**DIRECTIONS**: Beginning with the line that contains "Where can you spot the front bumper?", reproduce every line through the end of the records below exactly, and leave the pictures out.

**GIVEN ENTRIES**:
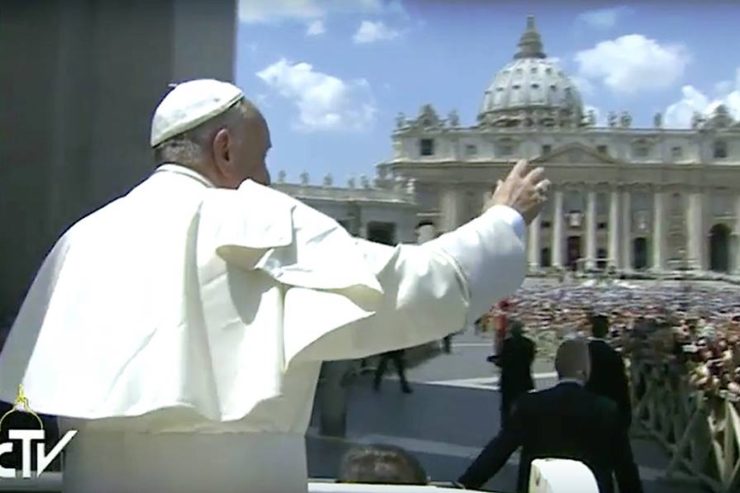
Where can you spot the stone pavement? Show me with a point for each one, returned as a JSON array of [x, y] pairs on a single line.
[[451, 415]]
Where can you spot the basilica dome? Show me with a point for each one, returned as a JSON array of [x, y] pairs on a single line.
[[531, 90]]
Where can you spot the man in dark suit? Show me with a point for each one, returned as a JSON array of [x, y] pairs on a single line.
[[608, 375], [515, 360], [562, 422], [399, 362]]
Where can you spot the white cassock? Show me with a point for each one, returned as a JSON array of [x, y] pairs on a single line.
[[181, 328]]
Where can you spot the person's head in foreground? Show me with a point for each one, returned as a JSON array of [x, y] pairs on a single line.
[[210, 127], [600, 326], [572, 360], [381, 464]]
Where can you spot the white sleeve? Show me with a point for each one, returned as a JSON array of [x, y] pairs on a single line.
[[433, 289], [490, 251]]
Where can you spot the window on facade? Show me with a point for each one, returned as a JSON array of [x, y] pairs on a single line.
[[506, 150], [641, 151], [720, 149], [426, 147]]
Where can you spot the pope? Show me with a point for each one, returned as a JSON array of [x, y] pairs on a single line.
[[180, 329]]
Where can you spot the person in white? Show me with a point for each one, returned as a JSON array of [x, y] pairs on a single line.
[[180, 329]]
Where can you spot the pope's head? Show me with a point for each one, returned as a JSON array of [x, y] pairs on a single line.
[[209, 126]]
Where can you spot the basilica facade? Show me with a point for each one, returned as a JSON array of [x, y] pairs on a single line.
[[657, 198]]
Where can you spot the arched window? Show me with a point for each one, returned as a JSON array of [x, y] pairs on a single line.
[[720, 149]]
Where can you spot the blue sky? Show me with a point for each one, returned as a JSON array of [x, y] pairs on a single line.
[[331, 75]]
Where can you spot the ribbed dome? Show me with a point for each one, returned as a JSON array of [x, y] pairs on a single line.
[[531, 90]]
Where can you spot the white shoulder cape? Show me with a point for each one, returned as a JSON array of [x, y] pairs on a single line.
[[178, 295]]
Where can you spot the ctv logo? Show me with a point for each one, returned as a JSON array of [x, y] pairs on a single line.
[[27, 437]]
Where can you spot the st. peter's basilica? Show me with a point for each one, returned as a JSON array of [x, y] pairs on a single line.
[[655, 199]]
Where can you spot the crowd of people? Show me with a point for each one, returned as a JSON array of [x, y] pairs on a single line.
[[695, 326]]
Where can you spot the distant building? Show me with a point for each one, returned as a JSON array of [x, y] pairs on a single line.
[[633, 198]]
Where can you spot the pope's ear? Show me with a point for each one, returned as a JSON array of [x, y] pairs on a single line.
[[222, 147]]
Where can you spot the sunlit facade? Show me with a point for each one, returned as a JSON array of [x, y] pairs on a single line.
[[633, 198]]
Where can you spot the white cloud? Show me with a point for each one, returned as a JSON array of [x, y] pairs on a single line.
[[315, 28], [599, 116], [680, 113], [633, 63], [585, 86], [603, 18], [263, 11], [370, 32], [324, 102]]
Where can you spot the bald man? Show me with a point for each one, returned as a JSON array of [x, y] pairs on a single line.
[[563, 422], [181, 328]]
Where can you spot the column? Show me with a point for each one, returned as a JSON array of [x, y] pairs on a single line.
[[557, 230], [736, 236], [696, 239], [534, 244], [659, 230], [591, 221], [627, 245], [614, 227], [451, 209]]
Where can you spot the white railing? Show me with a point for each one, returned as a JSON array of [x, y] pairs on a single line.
[[548, 476], [308, 192]]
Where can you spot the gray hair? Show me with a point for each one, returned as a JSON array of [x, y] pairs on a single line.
[[189, 148]]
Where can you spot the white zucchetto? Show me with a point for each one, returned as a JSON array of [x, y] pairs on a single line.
[[190, 104]]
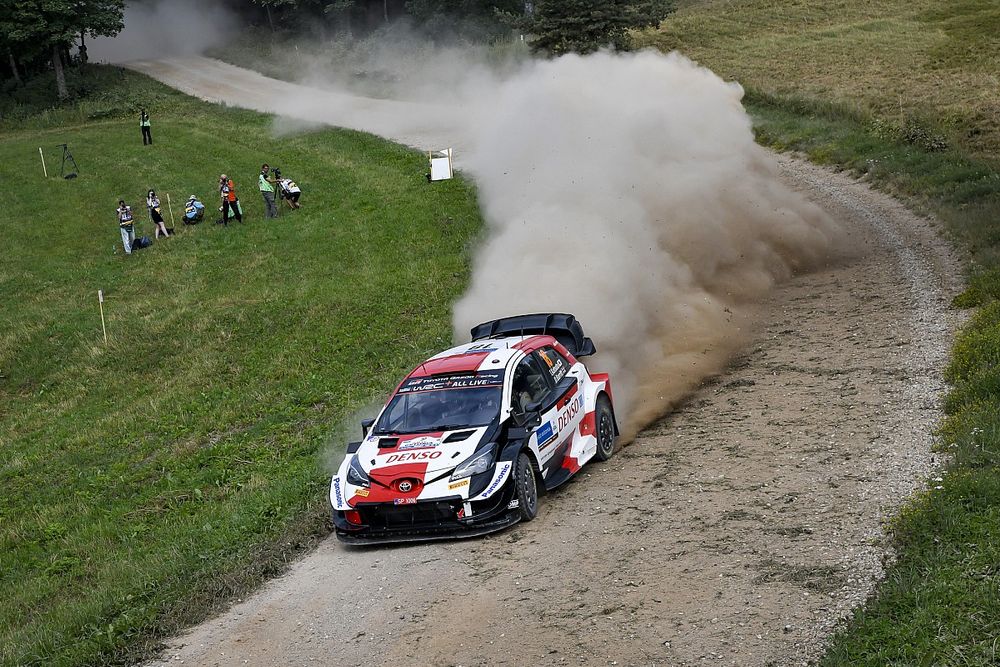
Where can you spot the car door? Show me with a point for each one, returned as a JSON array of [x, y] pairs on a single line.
[[552, 413], [563, 410]]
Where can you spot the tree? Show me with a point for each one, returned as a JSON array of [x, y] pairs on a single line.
[[584, 26], [468, 17], [53, 25]]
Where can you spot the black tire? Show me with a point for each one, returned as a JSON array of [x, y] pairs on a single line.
[[525, 488], [604, 425]]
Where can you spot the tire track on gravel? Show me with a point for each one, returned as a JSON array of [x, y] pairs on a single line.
[[737, 530]]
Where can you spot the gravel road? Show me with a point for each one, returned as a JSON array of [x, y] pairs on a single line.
[[738, 530]]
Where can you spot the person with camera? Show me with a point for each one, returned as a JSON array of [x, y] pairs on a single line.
[[266, 185], [147, 134], [126, 225], [153, 204], [230, 202]]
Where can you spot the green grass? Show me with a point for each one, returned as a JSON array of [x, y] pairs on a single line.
[[905, 95], [148, 481]]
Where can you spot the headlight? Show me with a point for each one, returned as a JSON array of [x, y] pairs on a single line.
[[475, 464], [357, 476]]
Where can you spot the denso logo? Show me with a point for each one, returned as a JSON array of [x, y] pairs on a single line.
[[566, 417], [412, 456]]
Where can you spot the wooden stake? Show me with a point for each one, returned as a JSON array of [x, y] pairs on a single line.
[[171, 209], [100, 301]]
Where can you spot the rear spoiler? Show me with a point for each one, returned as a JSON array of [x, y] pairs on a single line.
[[564, 328]]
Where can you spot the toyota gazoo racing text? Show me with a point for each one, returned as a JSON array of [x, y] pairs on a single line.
[[465, 439]]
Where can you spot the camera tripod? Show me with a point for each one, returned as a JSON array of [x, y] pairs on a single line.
[[68, 157]]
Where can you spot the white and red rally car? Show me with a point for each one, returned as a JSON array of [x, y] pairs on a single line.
[[465, 439]]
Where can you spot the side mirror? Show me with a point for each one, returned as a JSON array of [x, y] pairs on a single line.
[[586, 349], [534, 406]]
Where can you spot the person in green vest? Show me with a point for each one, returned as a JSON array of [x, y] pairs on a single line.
[[266, 184], [147, 135]]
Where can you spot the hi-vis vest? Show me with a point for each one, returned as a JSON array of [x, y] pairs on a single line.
[[125, 217]]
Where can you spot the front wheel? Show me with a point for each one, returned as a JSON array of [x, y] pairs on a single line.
[[604, 421], [526, 488]]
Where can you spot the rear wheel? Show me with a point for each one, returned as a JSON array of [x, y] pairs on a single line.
[[526, 488], [604, 422]]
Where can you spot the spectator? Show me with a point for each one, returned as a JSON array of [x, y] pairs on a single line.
[[229, 200], [153, 204], [194, 211], [147, 135], [266, 184], [289, 191], [125, 224]]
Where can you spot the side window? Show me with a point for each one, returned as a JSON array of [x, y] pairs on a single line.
[[556, 364], [529, 384]]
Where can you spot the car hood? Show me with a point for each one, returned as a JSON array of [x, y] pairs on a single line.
[[390, 456]]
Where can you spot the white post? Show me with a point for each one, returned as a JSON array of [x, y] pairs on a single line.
[[171, 209], [100, 301]]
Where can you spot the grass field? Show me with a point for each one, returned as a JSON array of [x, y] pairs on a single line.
[[906, 95], [149, 480]]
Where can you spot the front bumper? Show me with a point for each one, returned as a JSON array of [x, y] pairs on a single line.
[[427, 520]]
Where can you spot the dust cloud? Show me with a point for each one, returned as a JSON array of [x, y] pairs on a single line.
[[165, 28], [623, 188], [628, 190]]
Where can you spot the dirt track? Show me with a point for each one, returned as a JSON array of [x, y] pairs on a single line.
[[736, 531]]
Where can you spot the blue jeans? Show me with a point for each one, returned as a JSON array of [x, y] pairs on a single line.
[[128, 238]]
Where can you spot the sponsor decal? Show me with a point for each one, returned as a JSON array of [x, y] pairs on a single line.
[[423, 442], [501, 477], [567, 415], [481, 348], [464, 381], [411, 456], [544, 435]]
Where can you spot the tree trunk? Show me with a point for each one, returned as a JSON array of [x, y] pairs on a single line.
[[83, 49], [60, 74], [13, 68], [270, 21]]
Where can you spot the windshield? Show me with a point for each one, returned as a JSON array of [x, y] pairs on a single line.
[[447, 403]]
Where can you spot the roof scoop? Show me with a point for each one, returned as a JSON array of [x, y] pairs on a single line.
[[561, 326]]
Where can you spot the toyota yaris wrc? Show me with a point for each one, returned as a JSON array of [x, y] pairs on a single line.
[[464, 441]]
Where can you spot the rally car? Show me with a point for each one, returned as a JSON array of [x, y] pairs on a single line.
[[466, 438]]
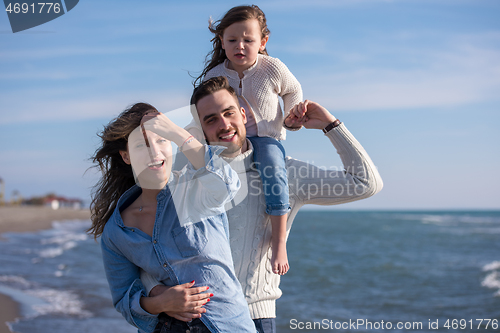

**THE COMPLETED TASK**:
Where can you spot the front bumper? Show me with a point for each one, returned as a JSON array of [x, y] pairs on a single line.
[[427, 520]]
Where can you spot the dust cloud? Show me with a point for each one, returned as a JSON array of [x, y] pairs on a single line.
[[165, 28], [623, 188], [628, 190]]
Where can you spot the dirt track? Show me with a point for each one, returned as a JSON array of [x, y] pairs on a single line.
[[736, 531]]
Where can you spot the blue jeans? Show me with a point for each one, returned as a JSON array of [x, y] pairs on a single line.
[[128, 238]]
Where can you spot the sponsor decal? Show me with a point for each one, returned as a JSON array of [x, y] pairs on a single line.
[[423, 442], [501, 477], [567, 415], [481, 348], [464, 381], [411, 456], [544, 435]]
Where can you spot the tree trunk? Show me with a point for each one, returned as a JSON array of [x, y] pairs on a single line.
[[83, 49], [60, 74], [13, 68], [270, 21]]
Where can you spot the windshield? Show me with a point for each one, returned as a JSON array of [x, y] pairs on a single line.
[[447, 403]]
Where can you spot the roof scoop? Show me with a point for each one, returned as a JSON array of [x, y] pairs on a single line.
[[561, 326]]
Where can you spot the toyota yaris wrc? Show me with a point for each one, returned as a JSON array of [x, y] pairs on a single line.
[[464, 441]]
Where can you spot the rally car? Show me with a point for each one, returned as a JSON array of [x, y] pairs on a single line.
[[466, 438]]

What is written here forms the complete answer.